# What is expected
Could you write out the records below exactly, without omitting a line?

Source records:
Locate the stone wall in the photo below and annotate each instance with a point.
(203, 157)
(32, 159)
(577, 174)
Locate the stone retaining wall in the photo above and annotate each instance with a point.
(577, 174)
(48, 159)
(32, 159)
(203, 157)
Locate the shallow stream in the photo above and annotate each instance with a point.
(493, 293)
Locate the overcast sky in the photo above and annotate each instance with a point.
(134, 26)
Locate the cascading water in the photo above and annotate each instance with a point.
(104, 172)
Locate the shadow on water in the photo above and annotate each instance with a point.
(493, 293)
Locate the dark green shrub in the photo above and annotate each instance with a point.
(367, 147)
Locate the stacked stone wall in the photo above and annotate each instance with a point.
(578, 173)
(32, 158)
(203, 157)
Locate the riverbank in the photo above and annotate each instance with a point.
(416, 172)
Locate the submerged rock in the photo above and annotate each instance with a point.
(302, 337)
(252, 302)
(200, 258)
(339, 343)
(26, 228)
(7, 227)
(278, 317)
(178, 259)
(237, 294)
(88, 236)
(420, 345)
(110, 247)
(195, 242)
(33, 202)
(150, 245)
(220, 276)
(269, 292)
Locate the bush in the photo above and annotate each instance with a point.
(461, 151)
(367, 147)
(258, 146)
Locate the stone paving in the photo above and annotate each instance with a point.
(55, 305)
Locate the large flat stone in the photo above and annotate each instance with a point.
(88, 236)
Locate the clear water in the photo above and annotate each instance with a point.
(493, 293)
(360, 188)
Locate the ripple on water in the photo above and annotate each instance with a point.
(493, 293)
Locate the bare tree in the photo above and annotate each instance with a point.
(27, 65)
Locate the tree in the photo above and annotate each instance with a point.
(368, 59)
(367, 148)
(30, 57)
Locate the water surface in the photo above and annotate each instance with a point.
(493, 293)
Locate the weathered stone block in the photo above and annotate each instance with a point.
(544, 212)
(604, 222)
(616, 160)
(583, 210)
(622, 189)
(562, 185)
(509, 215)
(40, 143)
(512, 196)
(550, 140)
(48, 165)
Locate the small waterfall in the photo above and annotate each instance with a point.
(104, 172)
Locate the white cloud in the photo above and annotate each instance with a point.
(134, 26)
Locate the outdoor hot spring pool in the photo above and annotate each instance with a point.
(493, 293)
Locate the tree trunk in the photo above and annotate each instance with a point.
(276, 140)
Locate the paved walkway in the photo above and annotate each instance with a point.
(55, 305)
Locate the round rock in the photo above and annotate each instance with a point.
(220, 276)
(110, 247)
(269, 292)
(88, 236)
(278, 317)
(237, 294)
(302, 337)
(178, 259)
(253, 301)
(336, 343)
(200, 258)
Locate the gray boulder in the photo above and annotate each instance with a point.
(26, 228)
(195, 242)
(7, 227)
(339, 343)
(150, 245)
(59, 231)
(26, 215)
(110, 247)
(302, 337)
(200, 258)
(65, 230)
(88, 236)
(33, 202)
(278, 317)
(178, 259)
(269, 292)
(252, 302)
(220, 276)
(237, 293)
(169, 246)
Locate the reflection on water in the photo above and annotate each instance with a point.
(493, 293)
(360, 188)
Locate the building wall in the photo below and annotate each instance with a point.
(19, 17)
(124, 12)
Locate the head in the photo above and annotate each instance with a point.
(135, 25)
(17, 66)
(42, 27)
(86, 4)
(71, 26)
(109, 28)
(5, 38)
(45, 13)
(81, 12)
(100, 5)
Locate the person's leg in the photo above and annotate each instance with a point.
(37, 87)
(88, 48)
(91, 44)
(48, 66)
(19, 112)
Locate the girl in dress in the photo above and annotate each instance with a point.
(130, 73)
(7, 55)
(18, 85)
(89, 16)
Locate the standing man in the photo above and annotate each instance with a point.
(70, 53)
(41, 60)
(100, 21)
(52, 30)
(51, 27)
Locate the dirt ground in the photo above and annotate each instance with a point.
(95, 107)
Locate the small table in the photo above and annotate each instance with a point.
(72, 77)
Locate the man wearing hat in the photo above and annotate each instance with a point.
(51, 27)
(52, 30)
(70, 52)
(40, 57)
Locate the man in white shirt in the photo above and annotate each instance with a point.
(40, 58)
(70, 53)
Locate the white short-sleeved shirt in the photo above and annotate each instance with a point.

# Solved problem
Locate the stone wall in the photo below and annotate each instance with a point.
(203, 157)
(32, 159)
(577, 174)
Locate the stone retaining wall in the photo above and annotate each instance with a point.
(577, 174)
(48, 159)
(32, 159)
(203, 157)
Locate the shallow stream in the photo above and annotate each instance with a point.
(493, 293)
Locate the overcast sky in the photo above and annotate each instance with a point.
(134, 26)
Locate the cascading water in the photo above and annotate each instance with a point.
(104, 172)
Locate the shadow on water in the photo above and annotate each instance with a point.
(493, 293)
Locate the dark green shrub in the photo above and annotate each instance with a point.
(367, 147)
Locate the stacked stone wall in the photo above and annotate each instance with a point.
(578, 173)
(32, 158)
(203, 157)
Locate the riverbank in the photo above and annotate each instance with a point.
(416, 172)
Locate the submerged rock in the photo above and annotate each instance with a point.
(302, 337)
(252, 302)
(200, 258)
(339, 343)
(26, 228)
(7, 227)
(278, 317)
(178, 259)
(237, 294)
(88, 236)
(420, 345)
(110, 247)
(195, 242)
(33, 202)
(150, 245)
(220, 276)
(269, 292)
Locate the bush in the photo above and annotate each instance with a point.
(461, 151)
(367, 147)
(258, 146)
Locate the stone paving in the photo above and annotate each instance with a point.
(55, 305)
Locate the large flat stone in the photo above and annotate each instance with a point.
(88, 236)
Locate the clear water in the photo above and annotate each instance with a point.
(493, 293)
(360, 188)
Locate the ripple on water in the photo above and annotate each instance with a point.
(493, 293)
Locate the bare tree in the photo above and annotate each instance with a point.
(27, 65)
Locate the tree in the photo above and annotate each instance with a point.
(368, 59)
(367, 148)
(30, 57)
Locate the water surface in the photo above and annotate each instance with a point.
(493, 293)
Locate the weathered stone block in the photo above and annotate each instance with a point.
(544, 212)
(604, 222)
(616, 160)
(583, 210)
(622, 189)
(562, 185)
(509, 215)
(40, 143)
(512, 196)
(550, 140)
(48, 165)
Locate the small waterfall in the photo above and annotate each instance with a point.
(104, 172)
Locate the white cloud in the photo above and annotate each instance with a point.
(134, 26)
Locate the outdoor hot spring pool in the photo above and annotate each instance with a point.
(493, 293)
Locate the tree trunk in the photo above and annotate each instance with a point.
(276, 140)
Locate the paved walkway in the photo above and annotate each instance with a point.
(55, 305)
Locate the round rock in the photo above and annotate each instance with a point.
(220, 276)
(110, 247)
(269, 292)
(88, 236)
(278, 317)
(237, 294)
(302, 337)
(178, 259)
(253, 301)
(336, 343)
(200, 258)
Locate the gray boulder in the photo above and annotate each instance with a point.
(26, 228)
(195, 242)
(7, 227)
(339, 343)
(150, 245)
(59, 231)
(26, 215)
(110, 247)
(302, 337)
(200, 258)
(65, 230)
(88, 236)
(33, 202)
(278, 317)
(178, 259)
(269, 292)
(252, 302)
(220, 276)
(237, 293)
(169, 246)
Locate the reflection on water in the photo above and annotate each instance with a point.
(493, 293)
(360, 188)
Locate the building wall in the photo below and annotate each instance with a point.
(19, 17)
(124, 12)
Locate the head in the photo above and annotate each instance with a point.
(135, 25)
(17, 66)
(42, 27)
(86, 4)
(71, 26)
(109, 28)
(5, 38)
(45, 13)
(81, 12)
(100, 5)
Locate the person's leg in the photo above and annotate each instance with a point.
(37, 87)
(88, 48)
(91, 44)
(48, 66)
(19, 112)
Locate the girl in dress in the photo above and annotate each instance with a point.
(130, 73)
(7, 55)
(18, 85)
(89, 16)
Locate the standing man in the photo above and annotate each instance with a point.
(70, 53)
(41, 60)
(100, 21)
(52, 30)
(51, 27)
Locate the dirt ground in the photo above and annotate each instance with a point.
(95, 107)
Locate the small table in the photo above and annotate each instance with a point.
(72, 77)
Locate the man wearing hat in the photo above and annotate each instance with a point.
(51, 27)
(52, 30)
(70, 52)
(40, 57)
Locate the man in white shirt in the photo above and annotate each instance with a point.
(40, 58)
(70, 53)
Locate the white short-sleeved shirt in the photo above and annotate each instance with a point.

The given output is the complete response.